[Natural language region descriptions]
- - - - - - -

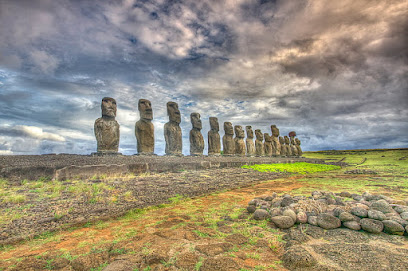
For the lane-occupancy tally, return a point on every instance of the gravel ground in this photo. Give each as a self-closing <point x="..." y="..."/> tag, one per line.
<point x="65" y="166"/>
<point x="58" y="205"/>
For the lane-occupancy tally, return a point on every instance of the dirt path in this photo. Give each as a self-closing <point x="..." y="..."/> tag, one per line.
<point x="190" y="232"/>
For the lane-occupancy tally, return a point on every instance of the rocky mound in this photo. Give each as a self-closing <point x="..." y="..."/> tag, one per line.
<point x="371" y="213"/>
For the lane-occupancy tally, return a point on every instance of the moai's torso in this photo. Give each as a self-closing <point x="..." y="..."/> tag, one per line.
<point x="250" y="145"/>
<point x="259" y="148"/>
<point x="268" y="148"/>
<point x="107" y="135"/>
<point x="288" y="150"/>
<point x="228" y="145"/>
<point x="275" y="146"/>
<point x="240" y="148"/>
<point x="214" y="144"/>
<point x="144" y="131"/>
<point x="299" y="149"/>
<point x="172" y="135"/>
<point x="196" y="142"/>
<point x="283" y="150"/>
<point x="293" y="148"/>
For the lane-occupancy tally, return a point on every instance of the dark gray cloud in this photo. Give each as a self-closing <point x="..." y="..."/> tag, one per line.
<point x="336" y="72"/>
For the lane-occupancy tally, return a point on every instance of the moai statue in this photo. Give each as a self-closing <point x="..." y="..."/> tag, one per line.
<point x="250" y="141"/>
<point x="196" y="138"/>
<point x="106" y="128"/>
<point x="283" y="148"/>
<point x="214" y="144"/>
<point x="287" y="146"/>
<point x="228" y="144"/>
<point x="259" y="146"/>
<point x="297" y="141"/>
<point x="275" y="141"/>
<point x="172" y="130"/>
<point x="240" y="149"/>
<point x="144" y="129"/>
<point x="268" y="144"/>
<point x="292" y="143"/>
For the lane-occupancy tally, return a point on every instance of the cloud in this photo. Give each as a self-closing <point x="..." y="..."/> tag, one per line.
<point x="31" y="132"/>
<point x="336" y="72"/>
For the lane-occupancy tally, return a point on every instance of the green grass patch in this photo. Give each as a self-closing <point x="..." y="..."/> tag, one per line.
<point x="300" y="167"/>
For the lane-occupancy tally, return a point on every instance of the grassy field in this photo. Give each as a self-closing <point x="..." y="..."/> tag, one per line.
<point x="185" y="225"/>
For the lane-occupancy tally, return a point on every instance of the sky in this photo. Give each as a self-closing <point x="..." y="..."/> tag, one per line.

- - - - - - -

[TASK OBJECTIVE] Reproduce each line above precisely, with no pictures.

[ANSWER TO THIS TASK]
For the lane-occupancy tally, return a point on every instance of the gravel ground in this photo. Give each as a self-closing <point x="..." y="..."/> tag, one per line.
<point x="65" y="166"/>
<point x="58" y="205"/>
For the lane-occupancy tally, return a point on every instance of the dirt path in this photo. Give each as a self-closing <point x="..." y="..."/> tag, one per line.
<point x="190" y="232"/>
For the lane-occupancy tally, return a point on every instance of the rocky mound in this photo. Give each as a self-closing <point x="..." y="..."/> tag, one per line.
<point x="371" y="213"/>
For the lane-occupancy tally, return a point on every instance of the moai's torso in this photo. Give each as a self-closing <point x="..." y="..."/> tag, one per line.
<point x="250" y="145"/>
<point x="259" y="148"/>
<point x="268" y="148"/>
<point x="107" y="135"/>
<point x="288" y="150"/>
<point x="228" y="145"/>
<point x="275" y="146"/>
<point x="240" y="148"/>
<point x="214" y="144"/>
<point x="144" y="131"/>
<point x="299" y="149"/>
<point x="172" y="135"/>
<point x="196" y="142"/>
<point x="283" y="150"/>
<point x="293" y="148"/>
For the lane-occupancy tally, return a point on every instance of the dark gray cloud in this photo. Give each as a self-closing <point x="..." y="..."/> tag, one per line.
<point x="336" y="72"/>
For the lane-occupancy tally, return a point on every instance of the moai statue in this photo. Give each as a self-closing <point x="..." y="..."/> tag, one per line.
<point x="250" y="141"/>
<point x="196" y="138"/>
<point x="106" y="128"/>
<point x="283" y="148"/>
<point x="214" y="144"/>
<point x="287" y="146"/>
<point x="228" y="144"/>
<point x="259" y="146"/>
<point x="297" y="141"/>
<point x="275" y="141"/>
<point x="172" y="130"/>
<point x="240" y="149"/>
<point x="144" y="129"/>
<point x="268" y="144"/>
<point x="292" y="143"/>
For the lane-occupancy tally, return a point on every instance of the cloud in this photo. Give each as a self-closing <point x="..." y="..."/> tag, one per line.
<point x="31" y="132"/>
<point x="336" y="72"/>
For the lane-occupancy tally, return a point on every instance of the green grass patch in this photo. Give each as a self-closing <point x="..." y="..."/> tag, one per line.
<point x="300" y="167"/>
For the lane-occupancy tally, return a point on every instance of the grassy field in this photo. Give each as a self-closing <point x="..." y="..."/> tag, one per line.
<point x="185" y="225"/>
For the lane-occupancy tally, return a point on every instance of the sky in this photo. Give each as a self-closing <point x="..." y="..."/> tag, one per line.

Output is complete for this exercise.